──────── Text segment
If you step back, there is a tie among all the readings about unity and love and obligation. The same longing is expressed that I would think most of us have felt—to know that God loves us and is present to us, that sense of immanence that can be all to difficult to find in our profoundly secular and often overburdened daily lives. But there is also an implication here to remember that, as people of faith, we have, at our baptism and henceforth, entered into a covenant with God and with each other in fulfillment of the Great Commandment, which commits us to love of God, and love of our neighbor in all our actions and choices.

 

How does this fit into Epiphany? Once again, Christ’s light is shining forth into the world, and his love for us is overflowing. Jesus is “giving himself away” at the wedding; two people give themselves away to each other in our modern understanding of what a marriage is.

 

Note Jesus’s mention of “time”—that his hour has not come. Biblical scholar Karoline Lewis in her commentary on this passage points out that the wine had run out on the third day of the wedding feast. This is a detail I had missed previously. The language brings to mind Jesus’s death --and resurrection on the third day.

 

How does this apply to the life of Dr. King? His sense of calling to fight against segregation and racism stemmed from his call to be a faithful witness to Christ, who always took the side of the oppressed and marginalized. Dr. King was empowered by his deep faith in God at a time when the laws and culture in which he lived sought to disempower and control people of color by legalized oppression and a cultural hierarchy that denigrated the honor and dignity of the lives of African Americans al over the country, but especially in the Deep South.

 

May we too remember and live into our covenant with God, and continue in the quest that Dr. King  frequently described as being guided by “Soul Force,” and by seeking to build an inclusive society that was part of one “Beloved Community,” bound together by faithfulness and the love of God and love of neighbor. On this coming Monday, let us remember that our country was also founded on promises to create a country where all receive the blessings of liberty, as the Preamble to the US Constitution declares.
────────────────
● Challenges
**a)** Rewrite the reflection from "If you step" to "actions and choices.", putting "worldly" wherever "secular" appears.
**b)** Summarize the reflection in two sentences.
The data that follow were taken from a different source than the reflection.
──────── Record set
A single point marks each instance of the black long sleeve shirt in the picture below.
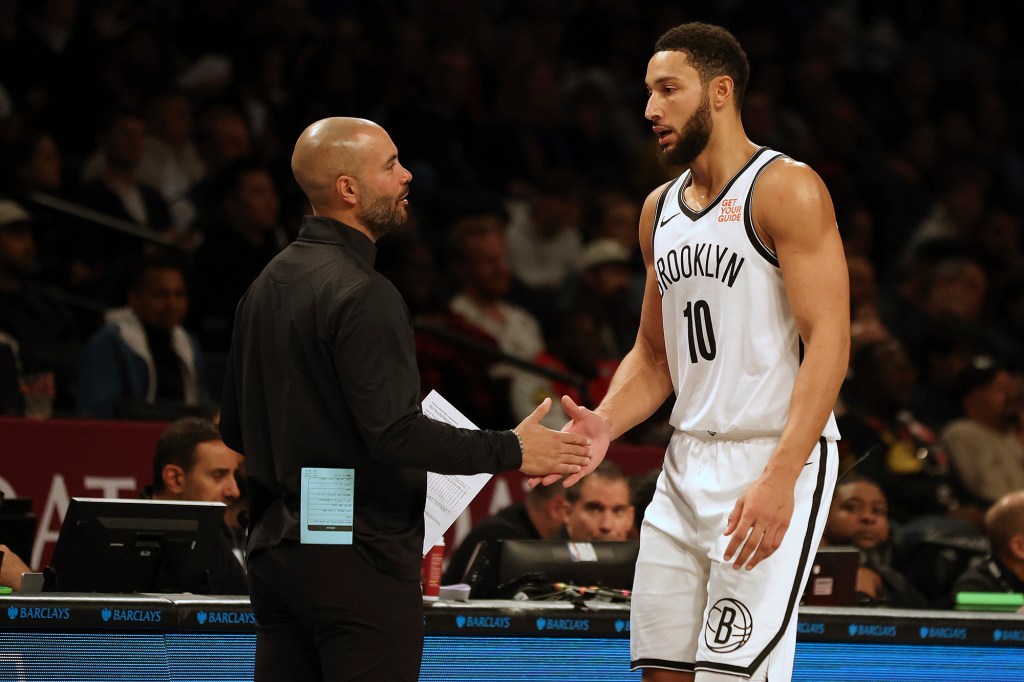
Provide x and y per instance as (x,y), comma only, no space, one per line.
(322,373)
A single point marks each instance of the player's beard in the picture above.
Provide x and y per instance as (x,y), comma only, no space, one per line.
(382,214)
(692,138)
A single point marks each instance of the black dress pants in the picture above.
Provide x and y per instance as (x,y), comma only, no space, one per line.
(325,613)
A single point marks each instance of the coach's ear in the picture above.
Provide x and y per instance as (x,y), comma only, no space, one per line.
(174,478)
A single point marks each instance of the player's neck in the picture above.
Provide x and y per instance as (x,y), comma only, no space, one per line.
(727,152)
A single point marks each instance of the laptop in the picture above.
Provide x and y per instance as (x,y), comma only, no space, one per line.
(834,578)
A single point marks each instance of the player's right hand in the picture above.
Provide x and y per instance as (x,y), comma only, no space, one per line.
(585,422)
(551,453)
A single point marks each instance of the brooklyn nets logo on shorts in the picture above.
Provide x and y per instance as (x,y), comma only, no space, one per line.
(729,626)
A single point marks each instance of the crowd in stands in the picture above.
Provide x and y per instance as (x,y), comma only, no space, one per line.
(144,182)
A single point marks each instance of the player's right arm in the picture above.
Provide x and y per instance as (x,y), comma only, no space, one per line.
(642,381)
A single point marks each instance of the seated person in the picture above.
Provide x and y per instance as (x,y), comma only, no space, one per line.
(599,506)
(192,463)
(1004,569)
(39,331)
(906,460)
(11,568)
(859,516)
(143,354)
(540,516)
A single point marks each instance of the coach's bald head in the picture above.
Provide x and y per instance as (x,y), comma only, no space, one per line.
(348,169)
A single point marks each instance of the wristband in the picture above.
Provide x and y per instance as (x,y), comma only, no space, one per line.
(522,449)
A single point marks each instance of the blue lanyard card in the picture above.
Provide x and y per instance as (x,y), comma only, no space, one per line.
(327,502)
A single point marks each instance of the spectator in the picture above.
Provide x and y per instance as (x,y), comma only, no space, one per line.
(1004,569)
(540,516)
(576,352)
(480,263)
(907,461)
(243,233)
(604,287)
(170,161)
(985,444)
(222,137)
(102,258)
(111,184)
(193,464)
(599,506)
(859,516)
(143,354)
(544,241)
(34,164)
(11,568)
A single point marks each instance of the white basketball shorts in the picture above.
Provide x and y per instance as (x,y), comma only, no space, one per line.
(692,610)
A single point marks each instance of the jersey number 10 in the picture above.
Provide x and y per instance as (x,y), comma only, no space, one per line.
(699,332)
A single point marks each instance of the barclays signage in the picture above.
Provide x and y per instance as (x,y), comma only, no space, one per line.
(38,613)
(130,614)
(942,633)
(856,630)
(485,622)
(225,617)
(572,625)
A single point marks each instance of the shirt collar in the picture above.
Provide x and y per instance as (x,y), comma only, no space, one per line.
(327,230)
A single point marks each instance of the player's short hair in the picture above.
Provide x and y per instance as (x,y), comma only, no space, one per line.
(607,470)
(713,51)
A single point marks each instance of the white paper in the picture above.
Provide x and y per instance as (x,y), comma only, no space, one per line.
(448,496)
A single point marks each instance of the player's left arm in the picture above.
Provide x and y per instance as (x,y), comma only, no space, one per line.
(794,215)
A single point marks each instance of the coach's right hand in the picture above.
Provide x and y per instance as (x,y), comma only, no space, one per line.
(546,452)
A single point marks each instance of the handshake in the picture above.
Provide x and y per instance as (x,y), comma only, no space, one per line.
(567,455)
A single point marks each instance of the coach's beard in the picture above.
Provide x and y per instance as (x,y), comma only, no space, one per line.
(383,215)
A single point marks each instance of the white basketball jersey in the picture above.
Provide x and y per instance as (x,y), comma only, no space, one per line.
(731,340)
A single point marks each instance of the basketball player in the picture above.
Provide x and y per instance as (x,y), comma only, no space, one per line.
(745,317)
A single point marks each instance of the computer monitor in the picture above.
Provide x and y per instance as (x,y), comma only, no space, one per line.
(499,569)
(135,546)
(17,525)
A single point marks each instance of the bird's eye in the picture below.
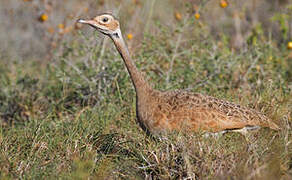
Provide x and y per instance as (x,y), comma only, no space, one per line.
(105,19)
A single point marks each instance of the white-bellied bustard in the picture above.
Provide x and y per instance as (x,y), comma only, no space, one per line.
(160,112)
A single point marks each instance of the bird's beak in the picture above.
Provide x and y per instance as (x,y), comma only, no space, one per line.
(89,22)
(85,21)
(81,21)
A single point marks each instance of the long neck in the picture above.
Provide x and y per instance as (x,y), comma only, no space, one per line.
(141,86)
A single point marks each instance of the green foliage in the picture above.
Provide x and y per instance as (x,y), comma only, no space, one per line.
(74,118)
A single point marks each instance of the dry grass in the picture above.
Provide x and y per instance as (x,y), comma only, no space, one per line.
(71,115)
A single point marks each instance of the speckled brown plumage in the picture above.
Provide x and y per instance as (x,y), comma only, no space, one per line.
(160,112)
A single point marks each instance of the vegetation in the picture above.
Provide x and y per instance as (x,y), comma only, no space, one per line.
(71,115)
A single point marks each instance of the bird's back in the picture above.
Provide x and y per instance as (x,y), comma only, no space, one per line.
(177,110)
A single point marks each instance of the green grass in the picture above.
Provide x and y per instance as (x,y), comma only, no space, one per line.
(74,117)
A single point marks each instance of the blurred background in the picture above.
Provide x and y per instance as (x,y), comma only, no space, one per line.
(35,29)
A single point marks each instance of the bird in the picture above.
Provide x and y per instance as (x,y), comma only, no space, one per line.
(161,112)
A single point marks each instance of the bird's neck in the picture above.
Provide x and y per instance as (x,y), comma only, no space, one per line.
(141,86)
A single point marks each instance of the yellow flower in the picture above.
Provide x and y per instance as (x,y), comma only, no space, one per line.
(197,16)
(43,17)
(289,45)
(223,3)
(51,30)
(61,26)
(130,36)
(177,16)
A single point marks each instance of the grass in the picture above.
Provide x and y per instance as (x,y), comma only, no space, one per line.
(74,117)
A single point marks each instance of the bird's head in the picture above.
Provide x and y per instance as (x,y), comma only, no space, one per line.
(104,23)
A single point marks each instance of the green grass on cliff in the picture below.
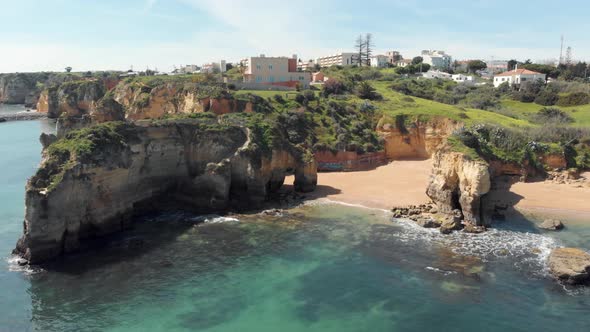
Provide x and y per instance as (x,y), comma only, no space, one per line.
(82,145)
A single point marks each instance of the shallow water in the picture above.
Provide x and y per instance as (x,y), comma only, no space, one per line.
(317,268)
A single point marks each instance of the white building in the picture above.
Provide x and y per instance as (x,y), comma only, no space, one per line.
(279,71)
(517,77)
(303,65)
(431,74)
(341,59)
(379,61)
(214,67)
(437,59)
(460,78)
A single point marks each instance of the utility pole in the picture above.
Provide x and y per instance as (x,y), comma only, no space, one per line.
(561,51)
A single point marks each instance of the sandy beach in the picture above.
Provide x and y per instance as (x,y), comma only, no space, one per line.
(547,199)
(399,183)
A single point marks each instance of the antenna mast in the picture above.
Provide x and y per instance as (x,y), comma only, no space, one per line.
(561,52)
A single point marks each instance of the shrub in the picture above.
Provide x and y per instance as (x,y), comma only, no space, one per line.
(366,91)
(547,97)
(333,87)
(552,114)
(574,99)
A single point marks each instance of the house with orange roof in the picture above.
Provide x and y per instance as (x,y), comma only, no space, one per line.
(517,77)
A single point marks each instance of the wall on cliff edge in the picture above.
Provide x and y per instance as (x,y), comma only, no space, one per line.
(416,140)
(90,183)
(459,183)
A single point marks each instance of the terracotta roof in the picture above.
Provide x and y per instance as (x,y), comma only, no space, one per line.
(519,72)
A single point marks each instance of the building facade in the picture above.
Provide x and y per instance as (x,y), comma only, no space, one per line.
(394,56)
(460,78)
(497,66)
(437,59)
(341,59)
(431,74)
(379,61)
(518,76)
(281,71)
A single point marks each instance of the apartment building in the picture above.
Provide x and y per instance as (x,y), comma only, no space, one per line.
(517,77)
(394,57)
(280,71)
(340,59)
(379,61)
(437,59)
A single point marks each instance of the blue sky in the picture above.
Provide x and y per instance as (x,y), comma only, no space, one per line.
(115,34)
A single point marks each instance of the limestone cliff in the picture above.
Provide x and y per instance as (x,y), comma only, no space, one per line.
(92,181)
(16,88)
(71,99)
(459,183)
(417,140)
(143,101)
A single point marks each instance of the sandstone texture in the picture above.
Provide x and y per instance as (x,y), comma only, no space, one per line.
(419,140)
(92,181)
(570,265)
(459,183)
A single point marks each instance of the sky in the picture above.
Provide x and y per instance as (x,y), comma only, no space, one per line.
(49,35)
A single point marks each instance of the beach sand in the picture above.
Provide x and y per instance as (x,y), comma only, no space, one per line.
(399,183)
(551,200)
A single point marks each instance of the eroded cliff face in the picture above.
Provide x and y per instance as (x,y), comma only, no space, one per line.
(17,89)
(144,102)
(91,182)
(71,99)
(420,140)
(458,183)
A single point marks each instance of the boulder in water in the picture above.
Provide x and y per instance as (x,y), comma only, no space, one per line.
(570,265)
(552,225)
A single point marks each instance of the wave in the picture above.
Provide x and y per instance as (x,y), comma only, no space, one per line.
(526,251)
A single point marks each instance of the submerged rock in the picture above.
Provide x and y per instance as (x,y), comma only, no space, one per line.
(91,182)
(570,265)
(552,225)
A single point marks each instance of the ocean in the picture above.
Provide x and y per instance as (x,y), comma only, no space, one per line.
(318,267)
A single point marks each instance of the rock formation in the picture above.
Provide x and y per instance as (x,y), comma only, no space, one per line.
(92,181)
(459,183)
(419,140)
(570,265)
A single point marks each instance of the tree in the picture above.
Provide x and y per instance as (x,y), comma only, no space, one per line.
(368,48)
(475,65)
(512,64)
(360,47)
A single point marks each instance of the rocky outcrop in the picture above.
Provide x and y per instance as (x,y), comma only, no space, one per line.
(459,183)
(552,225)
(92,181)
(173,98)
(16,88)
(418,140)
(71,99)
(570,265)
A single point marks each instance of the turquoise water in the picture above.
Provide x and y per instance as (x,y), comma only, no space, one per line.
(317,268)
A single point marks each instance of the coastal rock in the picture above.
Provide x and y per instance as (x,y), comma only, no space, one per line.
(552,225)
(428,222)
(457,182)
(570,265)
(90,184)
(47,139)
(452,223)
(419,140)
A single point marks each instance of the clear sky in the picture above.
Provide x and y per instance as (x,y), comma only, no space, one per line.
(40,35)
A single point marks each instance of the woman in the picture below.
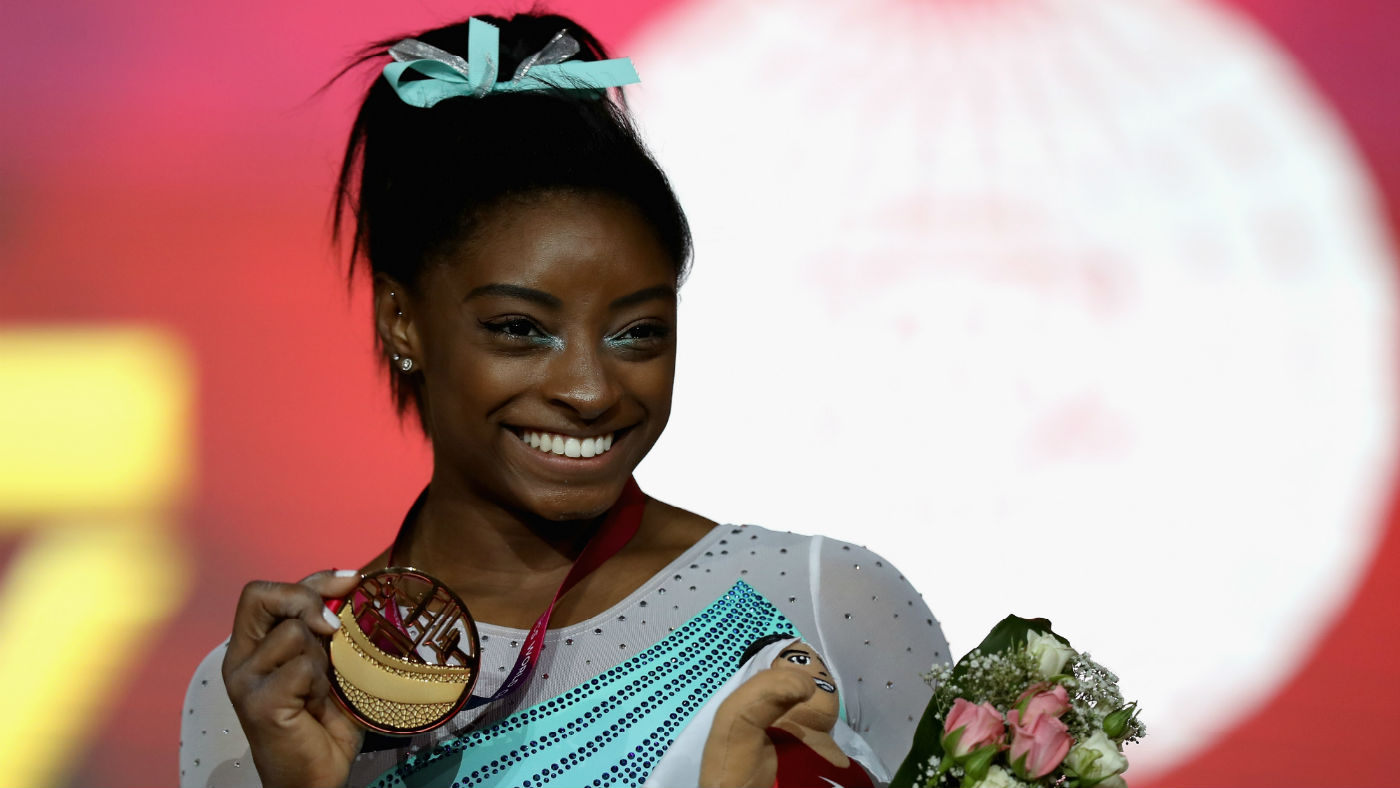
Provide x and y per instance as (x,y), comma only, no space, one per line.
(525,254)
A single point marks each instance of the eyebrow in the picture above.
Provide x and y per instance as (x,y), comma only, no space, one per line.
(515,291)
(646,294)
(545,298)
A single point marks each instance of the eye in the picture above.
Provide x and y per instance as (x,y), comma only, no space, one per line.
(518,331)
(515,326)
(640,335)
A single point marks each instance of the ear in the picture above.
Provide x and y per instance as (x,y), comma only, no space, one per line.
(394,318)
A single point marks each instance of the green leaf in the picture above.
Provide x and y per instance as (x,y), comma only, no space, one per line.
(1116,724)
(924,748)
(1005,636)
(976,764)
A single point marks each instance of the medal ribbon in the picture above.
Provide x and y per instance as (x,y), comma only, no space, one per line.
(619,526)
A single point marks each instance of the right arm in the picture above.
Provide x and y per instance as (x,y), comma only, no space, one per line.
(738,752)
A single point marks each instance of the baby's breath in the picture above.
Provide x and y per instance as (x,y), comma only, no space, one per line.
(989,678)
(1094,694)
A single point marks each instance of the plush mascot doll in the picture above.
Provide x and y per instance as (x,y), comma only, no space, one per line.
(774,729)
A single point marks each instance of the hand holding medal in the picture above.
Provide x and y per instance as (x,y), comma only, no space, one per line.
(406,654)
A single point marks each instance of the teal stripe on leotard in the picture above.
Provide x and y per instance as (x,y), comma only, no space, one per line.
(613,728)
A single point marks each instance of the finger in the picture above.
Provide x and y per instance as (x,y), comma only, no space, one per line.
(286,692)
(284,643)
(332,584)
(265,603)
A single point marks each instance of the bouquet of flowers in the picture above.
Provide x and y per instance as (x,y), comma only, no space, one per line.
(1022,708)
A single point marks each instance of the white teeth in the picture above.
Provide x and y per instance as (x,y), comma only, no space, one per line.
(567,445)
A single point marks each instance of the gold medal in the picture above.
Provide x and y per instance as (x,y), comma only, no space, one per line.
(406,654)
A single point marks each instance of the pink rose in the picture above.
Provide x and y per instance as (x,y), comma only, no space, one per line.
(970,727)
(1039,746)
(1042,700)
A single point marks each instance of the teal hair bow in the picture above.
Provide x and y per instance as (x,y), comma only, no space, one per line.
(451,76)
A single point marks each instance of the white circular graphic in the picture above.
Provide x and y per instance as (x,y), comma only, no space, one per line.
(1073,308)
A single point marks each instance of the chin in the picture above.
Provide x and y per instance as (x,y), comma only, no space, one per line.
(564,504)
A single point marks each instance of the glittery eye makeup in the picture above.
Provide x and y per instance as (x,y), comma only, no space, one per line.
(522,332)
(646,335)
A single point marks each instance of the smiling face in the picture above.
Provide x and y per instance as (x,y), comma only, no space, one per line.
(546,347)
(821,710)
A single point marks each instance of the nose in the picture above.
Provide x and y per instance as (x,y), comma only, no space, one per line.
(581,381)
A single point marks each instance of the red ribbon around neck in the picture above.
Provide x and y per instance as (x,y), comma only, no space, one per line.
(619,526)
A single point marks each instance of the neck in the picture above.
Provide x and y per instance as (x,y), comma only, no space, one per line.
(480,547)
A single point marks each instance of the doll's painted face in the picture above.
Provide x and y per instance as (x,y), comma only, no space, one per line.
(821,710)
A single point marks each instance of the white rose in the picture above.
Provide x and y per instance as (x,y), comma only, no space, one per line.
(997,777)
(1049,652)
(1095,759)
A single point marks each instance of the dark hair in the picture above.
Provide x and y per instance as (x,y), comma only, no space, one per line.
(416,181)
(760,644)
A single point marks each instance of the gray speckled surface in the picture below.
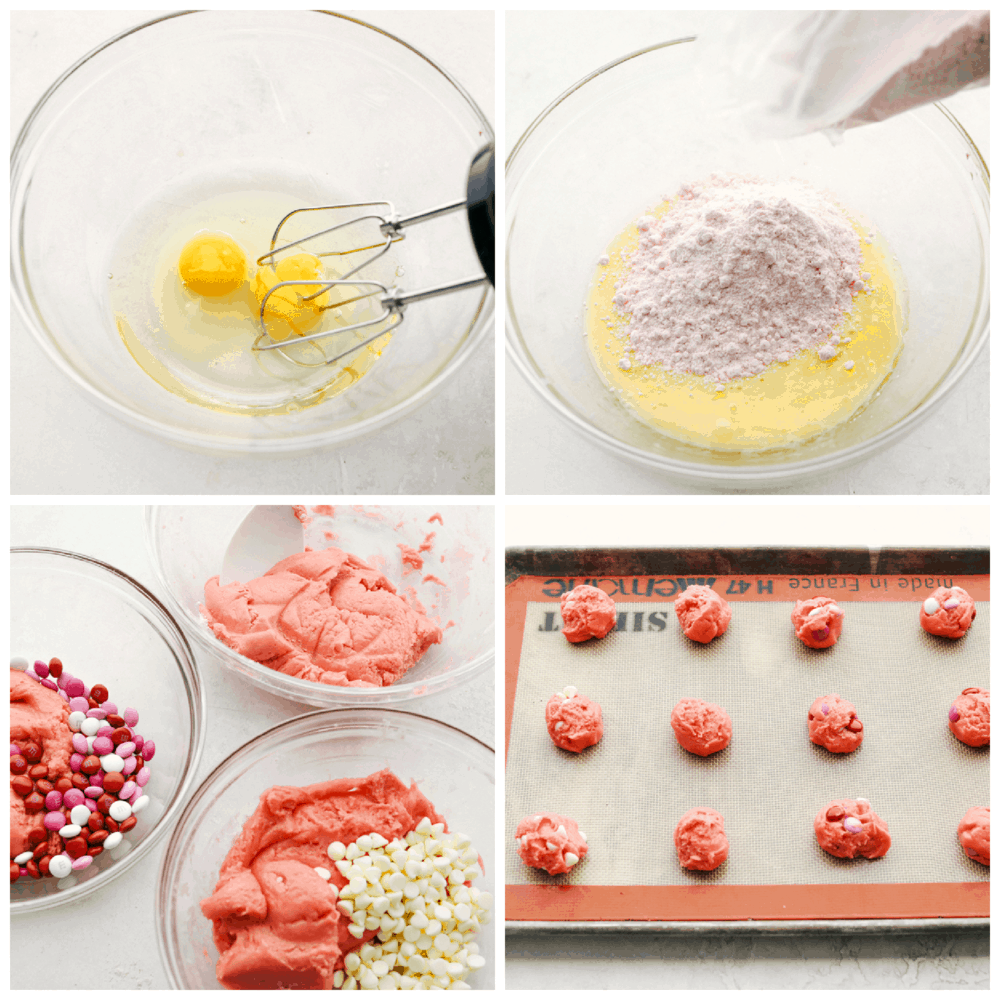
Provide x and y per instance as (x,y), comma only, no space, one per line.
(237,711)
(548,52)
(445,447)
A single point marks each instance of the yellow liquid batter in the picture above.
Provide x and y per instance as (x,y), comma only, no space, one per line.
(196,340)
(788,403)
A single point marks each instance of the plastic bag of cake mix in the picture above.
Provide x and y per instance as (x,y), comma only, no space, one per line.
(801,71)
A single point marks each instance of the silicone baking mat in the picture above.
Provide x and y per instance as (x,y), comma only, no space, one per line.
(629,791)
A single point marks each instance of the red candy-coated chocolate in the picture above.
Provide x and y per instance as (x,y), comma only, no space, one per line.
(76,847)
(22,784)
(34,802)
(114,781)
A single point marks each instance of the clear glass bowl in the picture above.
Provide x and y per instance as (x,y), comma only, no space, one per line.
(187,545)
(321,100)
(631,133)
(109,629)
(455,771)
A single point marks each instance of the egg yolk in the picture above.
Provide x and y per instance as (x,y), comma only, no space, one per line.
(212,264)
(287,311)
────────────────
● Answers to the problems
**a)**
If you step back, there is a tie among all the readings about unity and love and obligation. The same longing is expressed that I would think most of us have felt—to know that God loves us and is present to us, that sense of immanence that can be all to difficult to find in our profoundly worldly and often overburdened daily lives. But there is also an implication here to remember that, as people of faith, we have, at our baptism and henceforth, entered into a covenant with God and with each other in fulfillment of the Great Commandment, which commits us to love of God, and love of our neighbor in all our actions and choices.

**b)** The readings are tied together by unity, love, and obligation: they express a longing to know that God loves us and is present to us, and they call people of faith to remember their baptismal covenant to love God and neighbor. Dr. King's fight against segregation and racism stemmed from his call to be a faithful witness to Christ, and the reflection asks that we too live into our covenant and seek to build an inclusive "Beloved Community."